Stored data entries:
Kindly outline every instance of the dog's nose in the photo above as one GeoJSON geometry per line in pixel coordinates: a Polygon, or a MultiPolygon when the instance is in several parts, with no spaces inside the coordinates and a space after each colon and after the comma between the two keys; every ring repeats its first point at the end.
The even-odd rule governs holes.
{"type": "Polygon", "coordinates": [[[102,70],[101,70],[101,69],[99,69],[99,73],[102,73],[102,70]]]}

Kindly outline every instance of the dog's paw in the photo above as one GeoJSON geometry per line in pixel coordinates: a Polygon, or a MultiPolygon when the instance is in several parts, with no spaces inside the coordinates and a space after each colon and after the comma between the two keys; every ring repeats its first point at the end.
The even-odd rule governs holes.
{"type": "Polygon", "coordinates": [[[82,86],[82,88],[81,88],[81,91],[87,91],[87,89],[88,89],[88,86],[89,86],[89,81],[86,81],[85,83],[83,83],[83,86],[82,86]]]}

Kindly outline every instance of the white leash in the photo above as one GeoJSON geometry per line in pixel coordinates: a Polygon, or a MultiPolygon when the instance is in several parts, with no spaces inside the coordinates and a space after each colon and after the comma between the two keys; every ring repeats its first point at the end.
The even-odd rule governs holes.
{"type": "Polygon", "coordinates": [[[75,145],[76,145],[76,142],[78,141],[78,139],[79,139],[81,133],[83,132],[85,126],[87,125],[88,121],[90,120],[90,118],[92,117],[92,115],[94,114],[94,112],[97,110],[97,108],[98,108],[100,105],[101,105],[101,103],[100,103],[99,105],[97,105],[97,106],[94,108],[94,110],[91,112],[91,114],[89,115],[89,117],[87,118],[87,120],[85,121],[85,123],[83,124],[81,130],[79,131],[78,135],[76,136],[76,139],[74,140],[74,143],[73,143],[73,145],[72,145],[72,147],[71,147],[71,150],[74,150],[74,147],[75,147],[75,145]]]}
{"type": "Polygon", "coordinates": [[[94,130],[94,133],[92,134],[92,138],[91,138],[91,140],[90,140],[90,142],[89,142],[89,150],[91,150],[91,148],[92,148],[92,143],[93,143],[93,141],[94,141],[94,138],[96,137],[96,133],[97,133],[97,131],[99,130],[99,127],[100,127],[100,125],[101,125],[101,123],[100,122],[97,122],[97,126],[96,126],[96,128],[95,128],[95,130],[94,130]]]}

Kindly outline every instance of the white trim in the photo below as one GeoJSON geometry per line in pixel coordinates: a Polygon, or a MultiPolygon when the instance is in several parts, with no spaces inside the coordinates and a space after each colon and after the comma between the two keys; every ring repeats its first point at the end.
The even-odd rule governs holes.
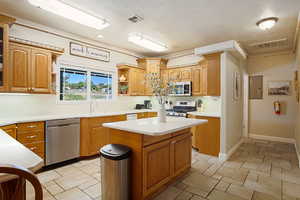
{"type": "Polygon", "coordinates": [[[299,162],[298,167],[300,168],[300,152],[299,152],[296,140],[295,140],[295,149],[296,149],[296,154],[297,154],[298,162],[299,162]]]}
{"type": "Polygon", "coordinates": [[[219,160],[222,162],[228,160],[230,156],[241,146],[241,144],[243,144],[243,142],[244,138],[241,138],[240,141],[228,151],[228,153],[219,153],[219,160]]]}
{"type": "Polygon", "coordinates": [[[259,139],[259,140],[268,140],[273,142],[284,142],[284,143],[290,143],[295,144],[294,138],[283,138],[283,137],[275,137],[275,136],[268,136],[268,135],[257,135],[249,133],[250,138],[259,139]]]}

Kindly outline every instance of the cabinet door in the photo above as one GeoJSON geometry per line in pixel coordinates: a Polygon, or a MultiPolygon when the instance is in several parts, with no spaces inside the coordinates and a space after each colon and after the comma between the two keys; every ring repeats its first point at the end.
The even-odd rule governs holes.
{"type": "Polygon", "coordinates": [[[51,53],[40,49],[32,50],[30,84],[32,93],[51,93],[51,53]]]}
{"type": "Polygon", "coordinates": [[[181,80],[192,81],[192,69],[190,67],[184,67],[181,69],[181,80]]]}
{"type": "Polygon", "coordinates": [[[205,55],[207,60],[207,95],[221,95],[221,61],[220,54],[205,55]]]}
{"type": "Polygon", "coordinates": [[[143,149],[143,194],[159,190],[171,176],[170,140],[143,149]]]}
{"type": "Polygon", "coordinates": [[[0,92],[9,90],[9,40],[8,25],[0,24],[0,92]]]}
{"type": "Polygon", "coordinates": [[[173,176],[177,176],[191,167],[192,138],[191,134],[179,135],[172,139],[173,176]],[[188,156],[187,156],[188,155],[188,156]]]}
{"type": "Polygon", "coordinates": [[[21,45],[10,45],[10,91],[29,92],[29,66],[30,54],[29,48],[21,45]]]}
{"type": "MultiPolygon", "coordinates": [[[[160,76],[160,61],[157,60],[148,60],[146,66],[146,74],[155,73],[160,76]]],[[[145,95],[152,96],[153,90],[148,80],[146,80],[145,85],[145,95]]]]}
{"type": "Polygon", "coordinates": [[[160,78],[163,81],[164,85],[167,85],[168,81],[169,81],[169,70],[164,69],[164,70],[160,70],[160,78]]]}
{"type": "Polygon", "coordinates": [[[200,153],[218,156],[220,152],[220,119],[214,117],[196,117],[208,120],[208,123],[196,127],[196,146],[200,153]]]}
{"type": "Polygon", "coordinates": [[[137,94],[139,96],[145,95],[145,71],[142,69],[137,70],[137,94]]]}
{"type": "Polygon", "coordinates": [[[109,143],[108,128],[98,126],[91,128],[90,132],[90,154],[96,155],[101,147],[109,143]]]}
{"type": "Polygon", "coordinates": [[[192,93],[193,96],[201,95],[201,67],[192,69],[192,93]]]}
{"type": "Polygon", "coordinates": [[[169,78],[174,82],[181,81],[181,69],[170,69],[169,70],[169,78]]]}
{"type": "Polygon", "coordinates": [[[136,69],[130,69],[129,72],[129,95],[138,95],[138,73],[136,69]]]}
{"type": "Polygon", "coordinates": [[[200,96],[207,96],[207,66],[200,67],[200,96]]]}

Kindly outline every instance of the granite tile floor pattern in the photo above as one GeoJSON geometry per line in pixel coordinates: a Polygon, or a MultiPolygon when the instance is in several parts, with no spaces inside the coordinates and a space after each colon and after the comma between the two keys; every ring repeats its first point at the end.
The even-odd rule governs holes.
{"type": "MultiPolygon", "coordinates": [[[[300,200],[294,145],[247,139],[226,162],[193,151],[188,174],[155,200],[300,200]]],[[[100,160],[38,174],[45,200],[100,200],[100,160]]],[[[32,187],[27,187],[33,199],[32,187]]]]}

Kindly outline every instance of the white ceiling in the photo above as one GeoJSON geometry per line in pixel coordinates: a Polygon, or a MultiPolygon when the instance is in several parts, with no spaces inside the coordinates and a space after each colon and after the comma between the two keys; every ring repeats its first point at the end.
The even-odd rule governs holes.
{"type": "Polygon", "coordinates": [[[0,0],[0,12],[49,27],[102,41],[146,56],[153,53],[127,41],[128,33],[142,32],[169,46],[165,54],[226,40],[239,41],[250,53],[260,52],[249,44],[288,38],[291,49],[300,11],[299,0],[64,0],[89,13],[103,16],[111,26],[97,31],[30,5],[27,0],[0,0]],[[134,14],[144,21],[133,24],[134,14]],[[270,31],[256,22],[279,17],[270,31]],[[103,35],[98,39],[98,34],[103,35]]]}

---

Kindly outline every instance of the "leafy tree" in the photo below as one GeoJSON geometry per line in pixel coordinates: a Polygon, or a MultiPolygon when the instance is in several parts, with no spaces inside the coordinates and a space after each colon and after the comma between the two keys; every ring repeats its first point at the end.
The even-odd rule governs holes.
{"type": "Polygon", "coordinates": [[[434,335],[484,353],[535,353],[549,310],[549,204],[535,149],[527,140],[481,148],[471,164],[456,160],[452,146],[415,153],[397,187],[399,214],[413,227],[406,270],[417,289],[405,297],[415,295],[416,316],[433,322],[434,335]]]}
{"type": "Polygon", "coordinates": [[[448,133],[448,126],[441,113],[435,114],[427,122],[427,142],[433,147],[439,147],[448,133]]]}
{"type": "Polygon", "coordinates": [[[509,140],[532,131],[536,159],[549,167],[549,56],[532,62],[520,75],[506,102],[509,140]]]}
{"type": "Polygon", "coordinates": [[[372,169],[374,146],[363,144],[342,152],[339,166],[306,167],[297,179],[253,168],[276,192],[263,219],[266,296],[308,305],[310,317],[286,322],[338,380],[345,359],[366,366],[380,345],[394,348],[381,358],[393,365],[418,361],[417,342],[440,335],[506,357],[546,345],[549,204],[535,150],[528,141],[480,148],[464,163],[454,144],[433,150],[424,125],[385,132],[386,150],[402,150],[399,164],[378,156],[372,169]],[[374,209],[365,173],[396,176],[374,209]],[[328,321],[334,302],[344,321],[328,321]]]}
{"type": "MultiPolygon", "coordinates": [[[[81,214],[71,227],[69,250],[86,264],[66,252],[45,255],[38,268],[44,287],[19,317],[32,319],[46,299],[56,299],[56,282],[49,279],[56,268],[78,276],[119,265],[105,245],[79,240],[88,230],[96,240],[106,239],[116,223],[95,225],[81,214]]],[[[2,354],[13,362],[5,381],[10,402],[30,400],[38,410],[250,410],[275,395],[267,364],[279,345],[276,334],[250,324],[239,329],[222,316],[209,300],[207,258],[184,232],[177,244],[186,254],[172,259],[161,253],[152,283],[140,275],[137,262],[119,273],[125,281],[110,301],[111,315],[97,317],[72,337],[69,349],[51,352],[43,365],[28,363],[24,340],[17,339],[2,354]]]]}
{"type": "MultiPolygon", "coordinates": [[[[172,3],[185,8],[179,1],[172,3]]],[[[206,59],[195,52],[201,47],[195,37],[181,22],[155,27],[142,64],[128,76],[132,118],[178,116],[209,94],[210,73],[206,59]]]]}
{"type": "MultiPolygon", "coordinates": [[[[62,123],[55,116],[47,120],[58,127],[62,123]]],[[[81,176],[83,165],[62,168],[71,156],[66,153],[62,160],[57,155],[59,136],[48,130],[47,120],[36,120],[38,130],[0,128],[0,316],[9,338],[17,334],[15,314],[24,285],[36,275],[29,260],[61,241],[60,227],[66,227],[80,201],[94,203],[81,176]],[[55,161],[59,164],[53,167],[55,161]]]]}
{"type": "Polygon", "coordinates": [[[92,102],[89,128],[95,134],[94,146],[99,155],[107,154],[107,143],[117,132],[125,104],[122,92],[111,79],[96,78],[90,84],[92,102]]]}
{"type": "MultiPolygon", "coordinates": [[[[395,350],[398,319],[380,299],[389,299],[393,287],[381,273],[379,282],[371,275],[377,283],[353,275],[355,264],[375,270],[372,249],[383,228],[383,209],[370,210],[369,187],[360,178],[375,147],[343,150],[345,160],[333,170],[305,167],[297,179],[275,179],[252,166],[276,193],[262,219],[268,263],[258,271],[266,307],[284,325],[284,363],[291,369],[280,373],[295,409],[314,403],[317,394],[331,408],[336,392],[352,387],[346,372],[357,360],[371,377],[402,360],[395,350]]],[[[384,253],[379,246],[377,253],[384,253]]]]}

Required action — Take exactly the lines from the one containing "Kindly outline every instance of the white leash" through the one containing "Kindly outline every instance of the white trim" in the data above, and output them with nothing added.

Output of the exercise —
Kindly outline every instance of the white leash in the photo above as one GeoJSON geometry per line in pixel coordinates: a Polygon, or a MultiPolygon when the instance is in several parts, with no spaces inside the coordinates and a space after each colon and after the comma between the two keys; every ring repeats its first point at the end.
The even-odd rule governs holes.
{"type": "Polygon", "coordinates": [[[75,145],[76,145],[76,142],[78,141],[78,139],[79,139],[81,133],[83,132],[85,126],[87,125],[88,121],[90,120],[90,118],[92,117],[92,115],[94,114],[94,112],[97,110],[97,108],[98,108],[100,105],[101,105],[101,103],[100,103],[99,105],[97,105],[97,106],[94,108],[94,110],[91,112],[91,114],[89,115],[89,117],[87,118],[87,120],[85,121],[85,123],[83,124],[81,130],[79,131],[78,135],[76,136],[76,139],[74,140],[74,143],[73,143],[73,145],[72,145],[72,147],[71,147],[71,150],[74,150],[74,147],[75,147],[75,145]]]}
{"type": "Polygon", "coordinates": [[[94,130],[94,133],[92,134],[92,138],[91,138],[91,140],[90,140],[90,142],[89,142],[89,150],[91,150],[91,148],[92,148],[92,143],[93,143],[93,141],[94,141],[94,138],[96,137],[96,133],[97,133],[97,131],[99,130],[99,127],[100,127],[100,125],[101,125],[101,123],[100,122],[97,122],[97,126],[96,126],[96,128],[95,128],[95,130],[94,130]]]}

Kindly outline every instance of the white trim in the photo below as one GeoJSON geometry per line in pixel coordinates: a Polygon, or a MultiPolygon when the instance is in several parts, with no spaces inside the coordinates and a space after each colon and after the comma between the two keys; every ring repeats its first point at the end.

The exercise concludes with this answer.